> [TASK TO COMPLETE]: Extract the stretch of lines from the beginning of the stored items through the line containing "527 L 29 527", and reproduce each one word for word.

> [Stored items]:
■ ■ ■ ■ ■

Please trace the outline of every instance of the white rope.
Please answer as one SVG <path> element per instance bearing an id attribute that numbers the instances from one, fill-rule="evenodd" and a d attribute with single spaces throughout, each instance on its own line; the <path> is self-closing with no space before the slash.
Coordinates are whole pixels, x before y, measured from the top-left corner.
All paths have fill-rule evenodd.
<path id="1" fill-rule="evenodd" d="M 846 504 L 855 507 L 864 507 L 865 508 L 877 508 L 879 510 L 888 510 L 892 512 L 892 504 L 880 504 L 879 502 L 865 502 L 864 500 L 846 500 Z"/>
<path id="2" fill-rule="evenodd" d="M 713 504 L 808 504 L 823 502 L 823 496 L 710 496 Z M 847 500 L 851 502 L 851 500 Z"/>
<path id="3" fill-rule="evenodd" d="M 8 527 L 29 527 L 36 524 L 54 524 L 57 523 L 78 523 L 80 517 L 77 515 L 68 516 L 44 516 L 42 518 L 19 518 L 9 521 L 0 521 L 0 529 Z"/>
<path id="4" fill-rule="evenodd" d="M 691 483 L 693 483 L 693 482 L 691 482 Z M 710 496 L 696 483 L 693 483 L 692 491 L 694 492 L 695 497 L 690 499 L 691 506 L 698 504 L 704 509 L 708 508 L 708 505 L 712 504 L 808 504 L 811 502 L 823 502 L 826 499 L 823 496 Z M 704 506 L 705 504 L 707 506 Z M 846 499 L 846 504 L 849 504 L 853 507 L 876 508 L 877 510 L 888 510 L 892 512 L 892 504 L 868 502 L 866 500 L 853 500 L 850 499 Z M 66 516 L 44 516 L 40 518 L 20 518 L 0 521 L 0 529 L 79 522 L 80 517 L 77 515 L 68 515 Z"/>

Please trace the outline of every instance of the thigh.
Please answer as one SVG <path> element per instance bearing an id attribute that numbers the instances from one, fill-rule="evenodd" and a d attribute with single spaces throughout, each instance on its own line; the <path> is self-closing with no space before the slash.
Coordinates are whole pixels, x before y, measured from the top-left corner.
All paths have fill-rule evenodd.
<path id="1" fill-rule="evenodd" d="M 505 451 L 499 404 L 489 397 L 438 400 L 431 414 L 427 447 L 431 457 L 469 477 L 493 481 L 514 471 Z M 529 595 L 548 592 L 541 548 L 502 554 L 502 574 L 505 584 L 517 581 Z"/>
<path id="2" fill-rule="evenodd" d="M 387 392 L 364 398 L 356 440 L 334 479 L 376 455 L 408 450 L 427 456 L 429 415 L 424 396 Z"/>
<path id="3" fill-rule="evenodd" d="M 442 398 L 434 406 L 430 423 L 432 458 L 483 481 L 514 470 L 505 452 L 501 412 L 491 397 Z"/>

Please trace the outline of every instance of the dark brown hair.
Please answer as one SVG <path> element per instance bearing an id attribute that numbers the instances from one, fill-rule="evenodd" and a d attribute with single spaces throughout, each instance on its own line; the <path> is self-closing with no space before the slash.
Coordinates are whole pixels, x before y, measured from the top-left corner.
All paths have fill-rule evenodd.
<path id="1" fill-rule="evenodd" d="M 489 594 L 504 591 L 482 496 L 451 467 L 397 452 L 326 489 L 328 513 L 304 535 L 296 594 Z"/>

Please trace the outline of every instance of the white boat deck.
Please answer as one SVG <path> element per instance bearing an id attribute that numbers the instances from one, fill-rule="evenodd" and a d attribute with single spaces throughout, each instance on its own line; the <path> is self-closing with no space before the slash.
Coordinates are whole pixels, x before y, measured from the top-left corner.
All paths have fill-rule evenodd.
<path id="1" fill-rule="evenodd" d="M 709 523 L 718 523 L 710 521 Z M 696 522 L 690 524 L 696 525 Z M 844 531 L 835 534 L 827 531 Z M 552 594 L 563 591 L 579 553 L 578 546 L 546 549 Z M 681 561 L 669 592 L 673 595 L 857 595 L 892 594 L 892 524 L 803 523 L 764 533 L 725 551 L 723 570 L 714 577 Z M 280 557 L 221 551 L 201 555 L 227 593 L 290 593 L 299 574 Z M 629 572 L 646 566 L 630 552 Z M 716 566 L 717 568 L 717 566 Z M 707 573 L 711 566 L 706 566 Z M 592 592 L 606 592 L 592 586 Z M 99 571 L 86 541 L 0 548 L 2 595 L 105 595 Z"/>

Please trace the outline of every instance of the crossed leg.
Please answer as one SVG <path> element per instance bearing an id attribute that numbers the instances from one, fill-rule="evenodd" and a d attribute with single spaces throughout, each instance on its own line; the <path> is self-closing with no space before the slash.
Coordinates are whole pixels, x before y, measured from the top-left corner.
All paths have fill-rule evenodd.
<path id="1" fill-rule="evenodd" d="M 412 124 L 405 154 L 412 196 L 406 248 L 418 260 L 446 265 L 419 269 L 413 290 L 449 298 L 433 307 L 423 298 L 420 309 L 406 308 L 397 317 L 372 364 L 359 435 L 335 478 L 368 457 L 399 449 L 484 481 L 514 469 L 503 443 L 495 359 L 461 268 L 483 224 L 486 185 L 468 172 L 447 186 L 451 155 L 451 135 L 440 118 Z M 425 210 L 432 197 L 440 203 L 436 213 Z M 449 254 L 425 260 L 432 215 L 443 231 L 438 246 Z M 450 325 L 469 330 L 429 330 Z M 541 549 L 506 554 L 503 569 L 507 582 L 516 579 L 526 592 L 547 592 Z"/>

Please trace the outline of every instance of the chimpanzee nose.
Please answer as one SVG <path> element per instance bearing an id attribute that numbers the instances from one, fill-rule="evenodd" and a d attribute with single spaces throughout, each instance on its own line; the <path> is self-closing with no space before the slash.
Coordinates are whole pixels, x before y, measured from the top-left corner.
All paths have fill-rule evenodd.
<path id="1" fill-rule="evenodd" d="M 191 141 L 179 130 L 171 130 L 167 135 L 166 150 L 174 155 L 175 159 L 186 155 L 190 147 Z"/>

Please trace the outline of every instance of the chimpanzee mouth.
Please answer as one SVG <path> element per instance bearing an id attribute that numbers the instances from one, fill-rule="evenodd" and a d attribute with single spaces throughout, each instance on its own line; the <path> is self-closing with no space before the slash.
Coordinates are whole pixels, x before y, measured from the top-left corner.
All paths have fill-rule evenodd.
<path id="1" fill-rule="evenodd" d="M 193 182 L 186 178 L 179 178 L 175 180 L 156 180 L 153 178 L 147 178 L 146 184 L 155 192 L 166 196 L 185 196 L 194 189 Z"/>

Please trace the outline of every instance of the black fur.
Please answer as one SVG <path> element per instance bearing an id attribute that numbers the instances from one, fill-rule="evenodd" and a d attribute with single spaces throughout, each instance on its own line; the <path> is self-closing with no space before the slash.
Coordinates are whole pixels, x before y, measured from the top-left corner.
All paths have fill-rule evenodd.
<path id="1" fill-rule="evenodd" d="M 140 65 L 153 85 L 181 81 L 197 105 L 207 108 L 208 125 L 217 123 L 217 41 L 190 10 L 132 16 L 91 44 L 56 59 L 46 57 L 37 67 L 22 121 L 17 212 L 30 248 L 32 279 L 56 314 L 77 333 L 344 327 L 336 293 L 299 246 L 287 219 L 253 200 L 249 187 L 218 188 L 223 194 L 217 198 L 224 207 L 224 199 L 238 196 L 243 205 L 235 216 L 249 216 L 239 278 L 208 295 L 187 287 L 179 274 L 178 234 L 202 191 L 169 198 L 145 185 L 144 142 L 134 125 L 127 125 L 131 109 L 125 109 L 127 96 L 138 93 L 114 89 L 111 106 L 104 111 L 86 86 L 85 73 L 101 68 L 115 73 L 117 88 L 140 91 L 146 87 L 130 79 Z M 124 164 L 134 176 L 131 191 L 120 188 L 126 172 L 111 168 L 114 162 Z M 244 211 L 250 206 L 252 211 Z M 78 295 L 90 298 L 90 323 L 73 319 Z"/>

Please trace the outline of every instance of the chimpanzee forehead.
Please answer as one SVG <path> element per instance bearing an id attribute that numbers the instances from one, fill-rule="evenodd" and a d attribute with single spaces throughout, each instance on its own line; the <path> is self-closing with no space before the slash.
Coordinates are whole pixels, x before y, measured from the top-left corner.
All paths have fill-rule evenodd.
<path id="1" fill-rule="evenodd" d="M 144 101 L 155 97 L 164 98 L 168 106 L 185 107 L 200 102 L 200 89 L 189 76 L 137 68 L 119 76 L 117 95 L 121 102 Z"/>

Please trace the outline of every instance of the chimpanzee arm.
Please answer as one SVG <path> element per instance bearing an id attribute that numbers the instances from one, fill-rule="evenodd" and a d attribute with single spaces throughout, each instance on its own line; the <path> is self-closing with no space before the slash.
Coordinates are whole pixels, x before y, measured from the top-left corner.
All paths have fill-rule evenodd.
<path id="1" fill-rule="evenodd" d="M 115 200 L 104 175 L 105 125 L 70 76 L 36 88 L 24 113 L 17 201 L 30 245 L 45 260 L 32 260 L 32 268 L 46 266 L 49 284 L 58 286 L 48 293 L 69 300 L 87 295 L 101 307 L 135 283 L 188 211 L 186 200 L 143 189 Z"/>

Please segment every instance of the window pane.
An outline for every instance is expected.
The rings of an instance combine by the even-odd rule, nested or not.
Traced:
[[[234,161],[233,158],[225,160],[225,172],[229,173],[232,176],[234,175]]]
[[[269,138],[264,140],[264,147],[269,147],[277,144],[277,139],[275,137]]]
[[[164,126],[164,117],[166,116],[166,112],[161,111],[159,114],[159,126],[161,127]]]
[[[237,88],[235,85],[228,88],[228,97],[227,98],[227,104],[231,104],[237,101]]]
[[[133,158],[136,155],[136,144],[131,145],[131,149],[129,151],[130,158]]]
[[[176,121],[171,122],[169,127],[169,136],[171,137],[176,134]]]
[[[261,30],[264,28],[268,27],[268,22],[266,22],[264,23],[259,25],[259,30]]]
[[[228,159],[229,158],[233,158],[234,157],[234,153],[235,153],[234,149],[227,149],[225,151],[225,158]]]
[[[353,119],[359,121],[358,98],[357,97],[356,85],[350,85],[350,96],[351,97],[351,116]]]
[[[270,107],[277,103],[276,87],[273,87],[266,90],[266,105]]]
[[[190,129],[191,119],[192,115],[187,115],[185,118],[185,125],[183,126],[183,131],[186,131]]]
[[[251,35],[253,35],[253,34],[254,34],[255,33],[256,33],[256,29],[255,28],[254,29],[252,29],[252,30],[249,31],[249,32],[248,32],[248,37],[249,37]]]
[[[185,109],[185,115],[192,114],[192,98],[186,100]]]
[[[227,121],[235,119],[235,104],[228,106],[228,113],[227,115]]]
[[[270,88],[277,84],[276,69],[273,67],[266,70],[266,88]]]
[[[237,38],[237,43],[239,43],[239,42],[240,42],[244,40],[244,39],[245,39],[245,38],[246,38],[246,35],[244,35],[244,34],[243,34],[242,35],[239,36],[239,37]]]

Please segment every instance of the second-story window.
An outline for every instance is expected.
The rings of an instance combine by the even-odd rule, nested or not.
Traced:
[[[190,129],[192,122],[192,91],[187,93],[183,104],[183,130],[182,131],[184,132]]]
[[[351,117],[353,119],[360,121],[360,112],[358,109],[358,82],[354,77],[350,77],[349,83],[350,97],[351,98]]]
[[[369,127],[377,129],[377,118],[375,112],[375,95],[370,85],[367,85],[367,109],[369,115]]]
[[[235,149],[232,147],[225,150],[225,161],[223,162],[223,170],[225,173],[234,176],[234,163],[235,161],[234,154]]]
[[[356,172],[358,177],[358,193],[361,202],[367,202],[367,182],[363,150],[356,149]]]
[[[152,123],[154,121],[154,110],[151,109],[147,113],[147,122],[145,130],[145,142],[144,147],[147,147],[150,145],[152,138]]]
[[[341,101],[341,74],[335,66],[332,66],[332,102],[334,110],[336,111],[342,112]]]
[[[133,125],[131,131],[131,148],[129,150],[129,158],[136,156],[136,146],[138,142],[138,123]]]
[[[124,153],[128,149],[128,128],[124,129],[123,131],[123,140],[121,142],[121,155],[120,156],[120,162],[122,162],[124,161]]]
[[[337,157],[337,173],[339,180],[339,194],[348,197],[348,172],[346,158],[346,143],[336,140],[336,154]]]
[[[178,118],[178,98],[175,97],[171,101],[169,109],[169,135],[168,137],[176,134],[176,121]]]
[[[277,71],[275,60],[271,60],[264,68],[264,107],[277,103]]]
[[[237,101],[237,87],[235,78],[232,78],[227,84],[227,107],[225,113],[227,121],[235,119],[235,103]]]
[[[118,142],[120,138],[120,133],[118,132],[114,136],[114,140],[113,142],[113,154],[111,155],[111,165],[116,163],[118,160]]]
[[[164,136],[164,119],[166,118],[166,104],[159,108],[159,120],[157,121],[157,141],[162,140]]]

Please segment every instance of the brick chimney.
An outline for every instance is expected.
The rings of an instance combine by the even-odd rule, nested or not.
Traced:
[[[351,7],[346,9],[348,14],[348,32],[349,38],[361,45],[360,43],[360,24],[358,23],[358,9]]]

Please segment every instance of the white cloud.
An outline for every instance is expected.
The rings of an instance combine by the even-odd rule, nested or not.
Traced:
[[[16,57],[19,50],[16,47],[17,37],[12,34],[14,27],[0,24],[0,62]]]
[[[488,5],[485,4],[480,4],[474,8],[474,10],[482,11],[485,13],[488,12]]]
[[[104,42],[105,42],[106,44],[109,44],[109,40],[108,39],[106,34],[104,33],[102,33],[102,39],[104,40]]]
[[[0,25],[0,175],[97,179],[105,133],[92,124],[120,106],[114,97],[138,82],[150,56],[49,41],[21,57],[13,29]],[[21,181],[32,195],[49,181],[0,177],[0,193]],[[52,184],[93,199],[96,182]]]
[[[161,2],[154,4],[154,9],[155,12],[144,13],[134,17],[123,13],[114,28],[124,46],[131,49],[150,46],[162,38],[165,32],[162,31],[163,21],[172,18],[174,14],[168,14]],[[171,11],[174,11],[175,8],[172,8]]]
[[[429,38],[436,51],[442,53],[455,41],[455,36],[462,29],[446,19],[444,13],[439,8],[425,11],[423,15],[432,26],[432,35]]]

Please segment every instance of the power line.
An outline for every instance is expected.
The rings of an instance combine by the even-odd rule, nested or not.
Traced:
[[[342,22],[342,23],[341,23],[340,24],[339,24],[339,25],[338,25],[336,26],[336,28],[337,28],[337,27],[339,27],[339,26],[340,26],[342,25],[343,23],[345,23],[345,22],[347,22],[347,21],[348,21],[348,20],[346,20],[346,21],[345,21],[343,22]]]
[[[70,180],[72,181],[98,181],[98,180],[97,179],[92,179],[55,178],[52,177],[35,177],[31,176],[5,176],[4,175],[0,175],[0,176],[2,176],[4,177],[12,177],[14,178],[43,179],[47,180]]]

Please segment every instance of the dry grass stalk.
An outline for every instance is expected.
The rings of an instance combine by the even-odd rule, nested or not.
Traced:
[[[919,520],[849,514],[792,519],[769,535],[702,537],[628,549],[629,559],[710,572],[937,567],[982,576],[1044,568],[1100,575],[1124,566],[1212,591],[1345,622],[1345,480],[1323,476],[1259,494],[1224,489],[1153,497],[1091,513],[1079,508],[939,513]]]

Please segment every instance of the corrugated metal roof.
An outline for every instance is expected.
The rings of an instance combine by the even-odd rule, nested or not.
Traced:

■ ■ ■ ■ ■

> [COMPLETE ANSWER]:
Please trace the outline of every instance of the white rope.
Please answer as one SVG <path> element per instance bearing an id attribute that numbers the instances from one, fill-rule="evenodd" and a d attribute with single spaces throughout, each instance on its own line; the <path> is self-closing with no space before the slash.
Coordinates are whole pixels, x before y, measured from the top-left corner.
All paths have fill-rule evenodd.
<path id="1" fill-rule="evenodd" d="M 846 504 L 855 507 L 864 507 L 865 508 L 877 508 L 879 510 L 888 510 L 892 512 L 892 504 L 880 504 L 879 502 L 865 502 L 864 500 L 846 500 Z"/>
<path id="2" fill-rule="evenodd" d="M 713 504 L 808 504 L 823 502 L 823 496 L 710 496 Z M 847 500 L 851 502 L 851 500 Z"/>
<path id="3" fill-rule="evenodd" d="M 8 527 L 29 527 L 36 524 L 54 524 L 57 523 L 78 523 L 80 517 L 77 515 L 68 516 L 44 516 L 42 518 L 19 518 L 9 521 L 0 521 L 0 529 Z"/>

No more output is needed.